* Your instructions *
Filter the entries below, copying out every line that contains the string "trunk". Matching is case-sensitive.

--- Start Data shown ---

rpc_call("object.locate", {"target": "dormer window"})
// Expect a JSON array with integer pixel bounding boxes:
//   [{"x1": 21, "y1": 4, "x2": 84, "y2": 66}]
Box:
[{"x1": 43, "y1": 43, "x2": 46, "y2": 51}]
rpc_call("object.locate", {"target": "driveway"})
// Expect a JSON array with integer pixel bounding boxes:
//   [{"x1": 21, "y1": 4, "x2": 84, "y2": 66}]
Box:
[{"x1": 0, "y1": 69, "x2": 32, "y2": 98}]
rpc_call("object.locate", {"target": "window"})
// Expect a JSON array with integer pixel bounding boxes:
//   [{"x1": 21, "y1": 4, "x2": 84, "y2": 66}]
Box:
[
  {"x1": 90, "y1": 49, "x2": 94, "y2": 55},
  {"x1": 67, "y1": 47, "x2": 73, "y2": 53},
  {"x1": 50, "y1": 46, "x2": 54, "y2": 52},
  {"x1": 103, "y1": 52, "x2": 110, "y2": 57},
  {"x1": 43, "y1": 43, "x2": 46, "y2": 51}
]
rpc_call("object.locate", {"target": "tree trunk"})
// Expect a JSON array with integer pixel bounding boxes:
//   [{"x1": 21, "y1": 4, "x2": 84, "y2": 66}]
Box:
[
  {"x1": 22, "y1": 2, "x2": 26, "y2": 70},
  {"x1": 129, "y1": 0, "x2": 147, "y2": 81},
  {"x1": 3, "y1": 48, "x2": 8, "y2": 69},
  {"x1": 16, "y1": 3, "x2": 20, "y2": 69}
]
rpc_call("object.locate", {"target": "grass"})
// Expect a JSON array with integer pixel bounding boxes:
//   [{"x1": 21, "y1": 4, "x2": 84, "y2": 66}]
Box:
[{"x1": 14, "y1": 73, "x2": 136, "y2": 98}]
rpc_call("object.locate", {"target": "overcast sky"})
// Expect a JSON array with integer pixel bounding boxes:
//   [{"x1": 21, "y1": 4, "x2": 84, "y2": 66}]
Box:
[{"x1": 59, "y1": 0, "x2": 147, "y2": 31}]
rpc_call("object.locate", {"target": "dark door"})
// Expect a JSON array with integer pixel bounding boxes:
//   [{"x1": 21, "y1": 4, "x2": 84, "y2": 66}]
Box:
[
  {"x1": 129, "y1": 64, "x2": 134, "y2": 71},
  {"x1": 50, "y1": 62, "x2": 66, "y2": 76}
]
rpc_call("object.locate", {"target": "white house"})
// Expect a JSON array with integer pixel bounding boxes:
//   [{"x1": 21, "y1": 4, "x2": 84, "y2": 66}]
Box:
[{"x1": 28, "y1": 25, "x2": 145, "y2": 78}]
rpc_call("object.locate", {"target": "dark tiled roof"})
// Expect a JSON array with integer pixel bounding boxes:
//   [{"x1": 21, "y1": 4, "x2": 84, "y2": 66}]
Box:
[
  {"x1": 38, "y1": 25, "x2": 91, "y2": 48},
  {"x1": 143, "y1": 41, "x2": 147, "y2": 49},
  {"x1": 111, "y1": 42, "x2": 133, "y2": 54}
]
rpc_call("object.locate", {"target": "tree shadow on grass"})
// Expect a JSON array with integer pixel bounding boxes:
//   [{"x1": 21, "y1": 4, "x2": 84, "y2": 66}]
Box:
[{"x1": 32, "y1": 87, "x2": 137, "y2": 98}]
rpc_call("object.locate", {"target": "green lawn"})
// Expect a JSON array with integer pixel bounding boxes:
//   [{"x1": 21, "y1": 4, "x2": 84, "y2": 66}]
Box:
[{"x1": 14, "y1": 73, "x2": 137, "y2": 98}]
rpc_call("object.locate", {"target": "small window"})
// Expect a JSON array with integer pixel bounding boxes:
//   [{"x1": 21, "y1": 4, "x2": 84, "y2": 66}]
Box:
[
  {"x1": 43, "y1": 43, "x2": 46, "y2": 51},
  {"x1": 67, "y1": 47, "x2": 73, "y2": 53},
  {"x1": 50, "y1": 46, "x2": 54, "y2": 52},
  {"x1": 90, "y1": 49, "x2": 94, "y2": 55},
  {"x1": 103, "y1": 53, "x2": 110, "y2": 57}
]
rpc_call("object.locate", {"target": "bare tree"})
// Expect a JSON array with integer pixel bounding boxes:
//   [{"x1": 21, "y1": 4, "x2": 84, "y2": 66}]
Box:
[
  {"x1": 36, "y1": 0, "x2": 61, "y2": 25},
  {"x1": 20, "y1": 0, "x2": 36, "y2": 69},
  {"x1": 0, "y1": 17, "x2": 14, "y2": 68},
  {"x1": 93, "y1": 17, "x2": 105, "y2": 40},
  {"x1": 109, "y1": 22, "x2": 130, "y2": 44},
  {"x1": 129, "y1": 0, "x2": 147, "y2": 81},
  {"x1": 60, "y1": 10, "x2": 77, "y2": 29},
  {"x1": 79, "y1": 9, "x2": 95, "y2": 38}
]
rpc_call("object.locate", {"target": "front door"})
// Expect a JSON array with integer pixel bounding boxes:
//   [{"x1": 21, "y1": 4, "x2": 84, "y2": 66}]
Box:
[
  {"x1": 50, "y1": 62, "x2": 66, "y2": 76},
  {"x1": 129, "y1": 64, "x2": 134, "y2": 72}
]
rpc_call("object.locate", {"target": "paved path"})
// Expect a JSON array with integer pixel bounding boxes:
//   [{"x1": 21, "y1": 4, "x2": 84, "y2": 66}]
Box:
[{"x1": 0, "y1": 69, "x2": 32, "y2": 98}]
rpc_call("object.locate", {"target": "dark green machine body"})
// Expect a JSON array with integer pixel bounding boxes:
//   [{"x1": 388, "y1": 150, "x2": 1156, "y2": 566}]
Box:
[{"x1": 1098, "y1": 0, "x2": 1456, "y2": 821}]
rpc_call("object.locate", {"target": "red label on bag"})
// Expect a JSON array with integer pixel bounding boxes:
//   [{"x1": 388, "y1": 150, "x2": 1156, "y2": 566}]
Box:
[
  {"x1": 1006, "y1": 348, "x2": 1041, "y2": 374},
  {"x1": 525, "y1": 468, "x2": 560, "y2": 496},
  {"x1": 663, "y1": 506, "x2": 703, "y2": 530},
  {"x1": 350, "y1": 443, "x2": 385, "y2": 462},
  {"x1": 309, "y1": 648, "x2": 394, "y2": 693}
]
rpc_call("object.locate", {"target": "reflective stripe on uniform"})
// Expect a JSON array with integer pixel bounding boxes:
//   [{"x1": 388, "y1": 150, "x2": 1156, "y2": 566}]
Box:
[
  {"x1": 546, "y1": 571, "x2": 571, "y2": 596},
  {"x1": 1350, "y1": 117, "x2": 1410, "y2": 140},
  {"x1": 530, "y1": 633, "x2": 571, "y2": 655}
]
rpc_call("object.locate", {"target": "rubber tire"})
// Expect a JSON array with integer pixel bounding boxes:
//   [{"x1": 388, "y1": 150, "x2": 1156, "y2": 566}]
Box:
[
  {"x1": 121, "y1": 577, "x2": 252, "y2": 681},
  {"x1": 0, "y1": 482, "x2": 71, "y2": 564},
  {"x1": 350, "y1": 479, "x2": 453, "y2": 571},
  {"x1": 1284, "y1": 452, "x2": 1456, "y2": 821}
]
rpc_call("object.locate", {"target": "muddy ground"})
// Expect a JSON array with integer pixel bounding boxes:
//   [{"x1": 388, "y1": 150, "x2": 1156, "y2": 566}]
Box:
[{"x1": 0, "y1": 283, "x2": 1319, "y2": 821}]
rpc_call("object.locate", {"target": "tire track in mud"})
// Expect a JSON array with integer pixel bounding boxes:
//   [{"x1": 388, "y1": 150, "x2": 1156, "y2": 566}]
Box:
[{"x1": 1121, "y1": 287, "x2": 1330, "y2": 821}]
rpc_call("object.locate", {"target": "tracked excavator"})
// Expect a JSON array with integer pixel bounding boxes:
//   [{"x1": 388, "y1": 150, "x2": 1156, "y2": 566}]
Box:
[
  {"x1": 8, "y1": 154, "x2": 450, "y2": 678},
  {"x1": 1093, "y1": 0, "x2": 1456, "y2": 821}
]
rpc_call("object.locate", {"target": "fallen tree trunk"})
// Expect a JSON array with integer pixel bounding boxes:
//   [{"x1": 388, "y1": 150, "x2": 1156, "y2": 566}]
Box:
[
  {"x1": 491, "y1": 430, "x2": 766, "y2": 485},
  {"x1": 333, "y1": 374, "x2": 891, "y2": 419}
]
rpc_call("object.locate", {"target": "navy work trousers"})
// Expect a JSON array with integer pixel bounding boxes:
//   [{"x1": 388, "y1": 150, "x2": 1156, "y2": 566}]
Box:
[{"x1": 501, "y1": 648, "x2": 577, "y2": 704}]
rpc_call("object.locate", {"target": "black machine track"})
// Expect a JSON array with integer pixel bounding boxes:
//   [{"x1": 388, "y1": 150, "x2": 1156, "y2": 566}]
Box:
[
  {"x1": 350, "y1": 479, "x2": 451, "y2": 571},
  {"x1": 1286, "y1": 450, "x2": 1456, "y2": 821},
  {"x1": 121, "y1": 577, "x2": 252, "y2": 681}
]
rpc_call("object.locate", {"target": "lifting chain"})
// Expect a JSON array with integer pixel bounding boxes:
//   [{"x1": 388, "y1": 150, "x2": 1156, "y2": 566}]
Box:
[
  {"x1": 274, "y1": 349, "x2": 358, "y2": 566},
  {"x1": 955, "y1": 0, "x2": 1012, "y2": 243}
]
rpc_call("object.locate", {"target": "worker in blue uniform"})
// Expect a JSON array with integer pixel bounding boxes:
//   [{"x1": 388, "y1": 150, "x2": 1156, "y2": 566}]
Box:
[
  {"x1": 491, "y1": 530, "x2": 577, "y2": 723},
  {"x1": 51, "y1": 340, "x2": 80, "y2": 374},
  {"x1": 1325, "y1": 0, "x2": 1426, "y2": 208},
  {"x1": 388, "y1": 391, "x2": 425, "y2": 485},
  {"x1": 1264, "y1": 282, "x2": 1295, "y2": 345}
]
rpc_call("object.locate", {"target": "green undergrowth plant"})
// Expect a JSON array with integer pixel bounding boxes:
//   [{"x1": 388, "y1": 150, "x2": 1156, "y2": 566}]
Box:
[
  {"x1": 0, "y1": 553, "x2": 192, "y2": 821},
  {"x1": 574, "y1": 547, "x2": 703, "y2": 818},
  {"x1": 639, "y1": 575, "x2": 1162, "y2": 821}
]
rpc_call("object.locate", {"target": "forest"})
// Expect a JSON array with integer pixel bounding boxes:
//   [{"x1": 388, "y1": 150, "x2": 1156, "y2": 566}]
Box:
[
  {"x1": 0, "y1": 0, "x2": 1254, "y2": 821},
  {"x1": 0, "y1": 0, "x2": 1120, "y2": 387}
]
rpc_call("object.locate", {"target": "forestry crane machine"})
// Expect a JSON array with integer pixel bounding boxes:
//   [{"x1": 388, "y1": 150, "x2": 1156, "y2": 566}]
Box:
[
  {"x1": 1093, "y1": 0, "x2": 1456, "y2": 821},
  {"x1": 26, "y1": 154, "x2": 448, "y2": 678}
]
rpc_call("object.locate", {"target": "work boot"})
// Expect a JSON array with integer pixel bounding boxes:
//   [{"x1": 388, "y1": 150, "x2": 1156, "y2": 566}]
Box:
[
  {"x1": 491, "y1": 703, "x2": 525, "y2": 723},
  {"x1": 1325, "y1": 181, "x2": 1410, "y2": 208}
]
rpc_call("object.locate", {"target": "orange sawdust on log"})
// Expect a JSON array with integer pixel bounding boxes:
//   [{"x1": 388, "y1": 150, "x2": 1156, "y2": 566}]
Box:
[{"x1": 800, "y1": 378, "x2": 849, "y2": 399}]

--- End Data shown ---

* The solution *
rpc_call("object.locate", {"target": "tree trunk"})
rpc_call("object.locate", {"target": "fallen tree trunk"})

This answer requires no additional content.